■ **Aim**
Reproduce every line of the data below word for word, leaving out the pictures.

═════ Records for the exercise

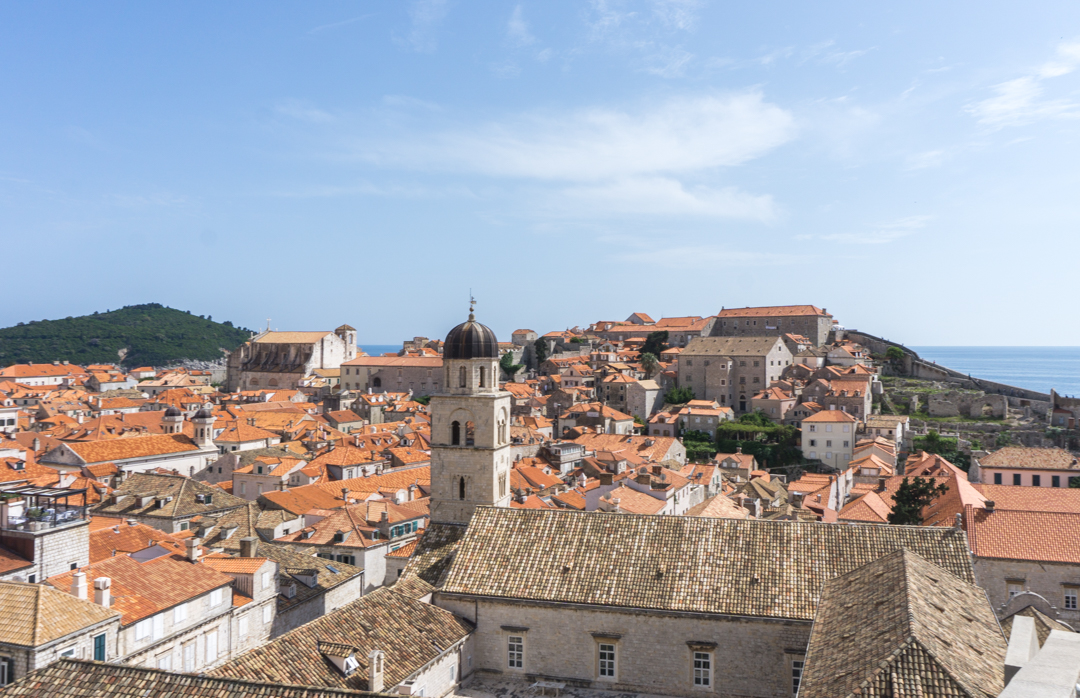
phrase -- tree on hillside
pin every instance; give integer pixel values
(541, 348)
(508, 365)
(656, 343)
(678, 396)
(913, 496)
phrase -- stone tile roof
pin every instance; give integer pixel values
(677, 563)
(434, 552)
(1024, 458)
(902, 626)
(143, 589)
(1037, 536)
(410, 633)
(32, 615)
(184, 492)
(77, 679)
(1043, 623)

══════════

■ **Solved exercise**
phrase -- tree on hillside
pin every instance; give integer pixel values
(541, 348)
(508, 365)
(656, 343)
(678, 396)
(913, 496)
phrase -- stone tile roof
pin every instance; give integer pixel values
(677, 563)
(434, 552)
(1024, 458)
(902, 626)
(143, 589)
(1037, 536)
(410, 633)
(32, 615)
(184, 492)
(77, 679)
(1043, 623)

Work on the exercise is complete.